Problem: Put all of the material below into a two-column CSV with the headers input and output. Give each entry one row, with its full wording in input and its answer in output, each field quoted and every line break replaced by a space.

Provided information:

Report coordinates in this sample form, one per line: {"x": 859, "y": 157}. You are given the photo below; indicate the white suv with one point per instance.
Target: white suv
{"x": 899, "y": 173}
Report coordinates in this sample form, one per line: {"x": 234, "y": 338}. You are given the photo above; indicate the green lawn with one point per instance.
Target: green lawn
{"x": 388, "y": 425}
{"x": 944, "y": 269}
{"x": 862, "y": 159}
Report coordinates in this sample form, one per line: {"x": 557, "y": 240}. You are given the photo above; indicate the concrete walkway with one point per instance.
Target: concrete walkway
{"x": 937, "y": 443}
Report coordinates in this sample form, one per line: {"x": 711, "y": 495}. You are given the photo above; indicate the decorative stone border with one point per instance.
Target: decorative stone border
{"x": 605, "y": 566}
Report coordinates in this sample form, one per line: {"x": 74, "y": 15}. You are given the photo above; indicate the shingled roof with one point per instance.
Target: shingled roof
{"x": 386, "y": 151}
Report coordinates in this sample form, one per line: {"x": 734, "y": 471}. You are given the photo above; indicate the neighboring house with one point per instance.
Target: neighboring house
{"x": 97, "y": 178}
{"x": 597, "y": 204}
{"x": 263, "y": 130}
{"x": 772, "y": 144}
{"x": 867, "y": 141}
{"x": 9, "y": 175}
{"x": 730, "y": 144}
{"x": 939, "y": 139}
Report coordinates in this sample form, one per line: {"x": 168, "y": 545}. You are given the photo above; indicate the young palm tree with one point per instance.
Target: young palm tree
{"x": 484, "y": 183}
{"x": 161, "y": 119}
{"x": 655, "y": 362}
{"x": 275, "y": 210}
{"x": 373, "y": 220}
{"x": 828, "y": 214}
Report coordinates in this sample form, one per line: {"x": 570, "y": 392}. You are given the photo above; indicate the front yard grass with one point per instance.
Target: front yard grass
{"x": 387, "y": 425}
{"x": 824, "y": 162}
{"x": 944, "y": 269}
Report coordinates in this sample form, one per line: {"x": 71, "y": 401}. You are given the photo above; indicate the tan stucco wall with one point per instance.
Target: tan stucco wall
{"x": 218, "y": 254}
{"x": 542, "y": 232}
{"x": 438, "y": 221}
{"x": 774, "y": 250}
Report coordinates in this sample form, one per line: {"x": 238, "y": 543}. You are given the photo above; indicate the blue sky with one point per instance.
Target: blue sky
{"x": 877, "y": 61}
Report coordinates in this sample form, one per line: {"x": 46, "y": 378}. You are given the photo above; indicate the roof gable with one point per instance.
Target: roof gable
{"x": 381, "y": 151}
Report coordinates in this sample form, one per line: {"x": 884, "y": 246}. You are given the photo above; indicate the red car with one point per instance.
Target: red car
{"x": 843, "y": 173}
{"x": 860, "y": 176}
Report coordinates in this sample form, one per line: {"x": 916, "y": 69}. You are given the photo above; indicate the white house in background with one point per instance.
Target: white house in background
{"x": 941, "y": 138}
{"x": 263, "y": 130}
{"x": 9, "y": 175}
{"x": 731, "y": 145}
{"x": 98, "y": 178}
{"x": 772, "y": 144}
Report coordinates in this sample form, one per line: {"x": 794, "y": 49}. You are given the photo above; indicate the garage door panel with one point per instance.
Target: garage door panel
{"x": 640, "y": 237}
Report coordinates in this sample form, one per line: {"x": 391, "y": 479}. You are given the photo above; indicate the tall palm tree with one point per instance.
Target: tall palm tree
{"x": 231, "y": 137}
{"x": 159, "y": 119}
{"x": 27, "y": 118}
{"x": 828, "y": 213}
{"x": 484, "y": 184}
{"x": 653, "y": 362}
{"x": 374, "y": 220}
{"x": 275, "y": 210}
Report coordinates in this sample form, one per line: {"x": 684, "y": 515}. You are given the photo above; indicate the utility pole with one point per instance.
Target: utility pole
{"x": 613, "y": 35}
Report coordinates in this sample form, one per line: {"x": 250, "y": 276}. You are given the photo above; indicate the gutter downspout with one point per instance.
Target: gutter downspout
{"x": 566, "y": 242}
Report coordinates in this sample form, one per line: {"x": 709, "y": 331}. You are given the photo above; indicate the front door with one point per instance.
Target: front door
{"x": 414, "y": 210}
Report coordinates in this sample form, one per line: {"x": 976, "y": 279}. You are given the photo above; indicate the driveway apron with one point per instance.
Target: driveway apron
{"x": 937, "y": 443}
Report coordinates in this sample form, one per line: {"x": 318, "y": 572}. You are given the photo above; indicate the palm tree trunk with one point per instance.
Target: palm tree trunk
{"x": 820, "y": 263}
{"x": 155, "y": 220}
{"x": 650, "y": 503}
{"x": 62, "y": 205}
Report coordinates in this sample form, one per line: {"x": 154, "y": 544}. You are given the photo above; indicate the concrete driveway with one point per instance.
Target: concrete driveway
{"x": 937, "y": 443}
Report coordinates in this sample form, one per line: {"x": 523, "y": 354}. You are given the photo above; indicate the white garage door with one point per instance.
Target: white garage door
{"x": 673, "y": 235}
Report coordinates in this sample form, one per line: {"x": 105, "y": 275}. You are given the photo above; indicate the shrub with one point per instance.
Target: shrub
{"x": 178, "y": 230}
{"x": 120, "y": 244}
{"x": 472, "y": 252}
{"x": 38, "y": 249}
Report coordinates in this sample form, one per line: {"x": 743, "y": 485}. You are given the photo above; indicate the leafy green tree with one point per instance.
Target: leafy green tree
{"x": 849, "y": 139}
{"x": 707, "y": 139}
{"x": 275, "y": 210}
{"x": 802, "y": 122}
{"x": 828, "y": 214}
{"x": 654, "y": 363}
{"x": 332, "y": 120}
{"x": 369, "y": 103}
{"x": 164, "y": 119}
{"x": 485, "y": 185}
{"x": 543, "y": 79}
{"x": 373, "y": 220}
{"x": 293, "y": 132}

Task output:
input,output
"Report coordinates in this sample form, one per line: {""x"": 859, ""y"": 157}. You are given the photo below; indicate the white suv with one point per instance. Target: white suv","{""x"": 899, ""y"": 173}"
"Report coordinates in this sample form, one per line: {""x"": 234, ""y"": 338}. You are given the photo above; indicate the green lawn with one point per instance. Target: green lawn","{""x"": 388, ""y"": 425} {""x"": 944, ""y"": 269} {""x"": 862, ""y"": 159}"
"Report coordinates in this sample form, one per line: {""x"": 557, ""y"": 240}. You are given the photo above; indicate the concrete walkway with one point per instance. Target: concrete walkway","{""x"": 937, ""y"": 443}"
"Report coordinates in this sample form, one per line: {""x"": 711, ""y"": 495}. You are given the photo above; indicate the decorative stone border with one point per instance. Target: decorative stone border","{""x"": 605, ""y"": 566}"
"Report coordinates in this sample form, one per line: {""x"": 74, ""y"": 15}. You are given the photo above; indicate the shingled roof with one point per instance. Target: shingled roof","{""x"": 386, ""y"": 151}"
"Report coordinates in this sample form, one per line: {""x"": 734, ""y"": 471}. You are given the photo above; indicate the neighboring house with one point per instance. Target: neighboring house","{""x"": 97, ""y"": 178} {""x"": 597, ""y"": 204} {""x"": 263, ""y"": 130} {""x"": 772, ""y"": 144} {""x"": 867, ""y"": 141} {""x"": 9, ""y"": 175} {""x"": 730, ""y"": 144} {""x"": 939, ""y"": 139}"
"Report coordinates in this sample form, one per line: {""x"": 168, ""y"": 545}. You are given the photo above; indicate the young palm tree with one point per instance. Target: young palm tree","{""x"": 484, ""y"": 183} {""x"": 161, ""y"": 119} {""x"": 655, ""y"": 362} {""x"": 275, ""y"": 210} {""x"": 373, ""y"": 220} {""x"": 828, ""y"": 214}"
"Report coordinates in this sample form, one per line: {""x"": 570, ""y"": 392}. You are given the photo above; indicate the front yard grass with one point per instance. Target: front yard grass","{""x"": 387, ""y"": 425} {""x"": 824, ""y"": 162} {""x"": 944, ""y"": 269}"
"Report coordinates in this sample form, one per line: {""x"": 71, ""y"": 401}. You are given the photo above; indicate the tan stucco wall with one point per instance. Target: tan stucco wall","{""x"": 218, ""y"": 254} {""x"": 542, ""y"": 232} {""x"": 438, ""y"": 221} {""x"": 774, ""y"": 250}"
"Report coordinates in this sample form, one per line: {""x"": 238, ""y"": 543}. You are given the photo above; indicate the blue sky with one point per instance. Target: blue sky","{""x"": 877, ""y"": 61}"
"Report coordinates in this sample form, one per line: {""x"": 46, ""y"": 378}. You are given the photo above; indicate the roof gable with one point per instance. Target: roof gable","{""x"": 381, ""y"": 151}"
"Report coordinates in this sample form, one per line: {""x"": 884, ""y"": 246}. You are given the photo above; indicate the red car with one point per instance. Target: red car","{""x"": 843, ""y"": 173} {""x"": 860, ""y"": 176}"
"Report coordinates in this sample form, one per line: {""x"": 916, ""y"": 69}. You are given the photo above; indicate the white house in background with one point per instance. Target: white house in background","{""x"": 941, ""y"": 138} {""x"": 263, ""y"": 130} {""x"": 9, ""y"": 175} {""x"": 731, ""y"": 145} {""x"": 98, ""y"": 178} {""x"": 772, ""y"": 144}"
"Report coordinates in this sample form, one per line: {""x"": 794, ""y"": 49}. You are given the photo above; indicate the garage door panel with one point per instance. Target: garage door panel","{""x"": 640, ""y"": 237}"
"Report coordinates in this sample form, one per line: {""x"": 391, ""y"": 479}. You are given the photo above; indicate the tall palm tree with one point per instance. Target: tall palm tree","{""x"": 231, ""y"": 137} {""x"": 159, ""y"": 119} {""x"": 27, ""y"": 118} {""x"": 828, ""y"": 213} {""x"": 484, ""y"": 184} {""x"": 653, ""y"": 362} {""x"": 374, ""y"": 220} {""x"": 275, ""y"": 210}"
"Report coordinates in this sample form, one per line: {""x"": 684, ""y"": 515}. You are given the photo above; indicate the utility pole with one point per instance. Target: utility pole","{""x"": 613, ""y"": 35}"
"Report coordinates in this sample form, one per line: {""x"": 250, ""y"": 276}. You are given the photo above; indicate the gutter downspout with one point per instance. Target: gutter downspout","{""x"": 566, ""y"": 242}"
"Report coordinates in this sample form, one per line: {""x"": 709, ""y"": 331}. You are given the photo above; indicate the front door with one point per instance. Target: front door","{""x"": 414, ""y"": 210}"
"Report coordinates in this sample form, one per line: {""x"": 976, ""y"": 279}. You are given the photo above; indicate the driveway apron with one point per instance. Target: driveway apron","{""x"": 937, ""y"": 443}"
"Report coordinates in this sample form, one per line: {""x"": 318, ""y"": 572}. You are given the photo above; indicate the palm tree trunk with one point per instance. Target: palm tree trunk","{""x"": 820, ""y"": 263} {""x"": 155, ""y"": 220} {""x"": 650, ""y"": 503} {""x"": 62, ""y"": 205}"
"Report coordinates in this sample form, one per line: {""x"": 154, ""y"": 544}. You are given the photo above; indicate the concrete driveway with one point per instance. Target: concrete driveway","{""x"": 937, ""y"": 443}"
"Report coordinates in this sample form, one per line: {""x"": 523, ""y"": 354}. You are given the photo above; indicate the white garage door with one point per instance. Target: white garage door","{""x"": 673, ""y"": 235}"
"Report coordinates in this sample form, one per line: {""x"": 105, ""y"": 275}. You are given the photo above; indicate the shrub with one point per instance. Target: shrub","{""x"": 178, ""y"": 230} {""x"": 120, ""y"": 244} {""x"": 472, ""y"": 252} {""x"": 38, ""y"": 249}"
"Report coordinates in this sample form, one per line: {""x"": 743, ""y"": 485}. You are given the photo above; indicate the leafy green tree with one point per instance. Target: leafy green tree","{""x"": 849, ""y"": 139} {""x"": 707, ""y"": 139} {""x"": 275, ""y"": 210} {""x"": 802, ""y"": 122} {""x"": 828, ""y"": 214} {""x"": 654, ""y"": 363} {""x"": 332, ""y"": 120} {""x"": 369, ""y"": 103} {""x"": 164, ""y"": 119} {""x"": 485, ""y"": 185} {""x"": 543, ""y"": 79} {""x"": 373, ""y"": 220} {""x"": 293, ""y"": 132}"